REQUIRED ACTION
Copy out the full passage on agile and software quality, keeping every word and punctuation mark unchanged.

SUPPLIED TEXT
Bob Galen wrote about the importance of software quality in respect to becoming faster in the blog post read my lips – agile isn’t fast:

Agile is a “Quality Play” that if you play the game with integrity, commitment, and balance, can become an awesome “Speed Play”. But it’s (speed) isn’t free…

If you don’t play it well, your agile adoption might even be slower than your previous approaches!

Teams have to commit to getting the work done in an iteration, which implies meeting all criteria in their definition of done:

Too many agile teams allow rework – bug repairs, completing test automation, refactoring, or poor designs escape the sprint to later. Even most of the agile tools allow for splitting stories to capture the work that was done in the sprint vs. the deferred work. I think this sends the wrong message to the teams. That skewing work beyond the sprint is acceptable.

Read my lips – it’s not, get everything Done-Done-Done!

RECORDS
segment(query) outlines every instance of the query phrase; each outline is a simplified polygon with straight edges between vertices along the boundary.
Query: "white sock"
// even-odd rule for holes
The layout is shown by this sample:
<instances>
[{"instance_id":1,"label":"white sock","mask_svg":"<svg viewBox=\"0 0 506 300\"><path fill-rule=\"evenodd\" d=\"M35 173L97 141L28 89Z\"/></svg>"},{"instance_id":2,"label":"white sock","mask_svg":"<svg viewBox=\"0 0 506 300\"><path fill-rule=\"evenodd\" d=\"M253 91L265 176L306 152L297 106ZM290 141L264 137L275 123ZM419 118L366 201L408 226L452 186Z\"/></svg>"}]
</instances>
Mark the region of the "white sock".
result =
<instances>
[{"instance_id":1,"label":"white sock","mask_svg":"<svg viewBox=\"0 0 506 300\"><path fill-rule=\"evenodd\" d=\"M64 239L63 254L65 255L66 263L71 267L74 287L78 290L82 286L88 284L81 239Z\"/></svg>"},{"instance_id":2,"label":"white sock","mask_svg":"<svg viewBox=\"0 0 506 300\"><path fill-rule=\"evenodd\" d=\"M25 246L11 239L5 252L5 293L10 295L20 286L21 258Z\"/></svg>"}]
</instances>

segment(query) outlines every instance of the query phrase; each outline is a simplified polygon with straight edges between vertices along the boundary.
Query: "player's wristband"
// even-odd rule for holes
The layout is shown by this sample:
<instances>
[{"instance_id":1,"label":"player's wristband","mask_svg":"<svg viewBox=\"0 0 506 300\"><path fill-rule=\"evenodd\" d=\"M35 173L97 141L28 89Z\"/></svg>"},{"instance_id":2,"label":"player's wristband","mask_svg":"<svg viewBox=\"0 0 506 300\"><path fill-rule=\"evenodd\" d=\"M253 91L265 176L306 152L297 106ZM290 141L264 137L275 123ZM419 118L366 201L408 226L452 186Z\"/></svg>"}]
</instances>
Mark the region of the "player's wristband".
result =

EXPECTED ANSWER
Bob Galen wrote about the importance of software quality in respect to becoming faster in the blog post read my lips – agile isn’t fast:

Agile is a “Quality Play” that if you play the game with integrity, commitment, and balance, can become an awesome “Speed Play”. But it’s (speed) isn’t free…

If you don’t play it well, your agile adoption might even be slower than your previous approaches!

Teams have to commit to getting the work done in an iteration, which implies meeting all criteria in their definition of done:

Too many agile teams allow rework – bug repairs, completing test automation, refactoring, or poor designs escape the sprint to later. Even most of the agile tools allow for splitting stories to capture the work that was done in the sprint vs. the deferred work. I think this sends the wrong message to the teams. That skewing work beyond the sprint is acceptable.

Read my lips – it’s not, get everything Done-Done-Done!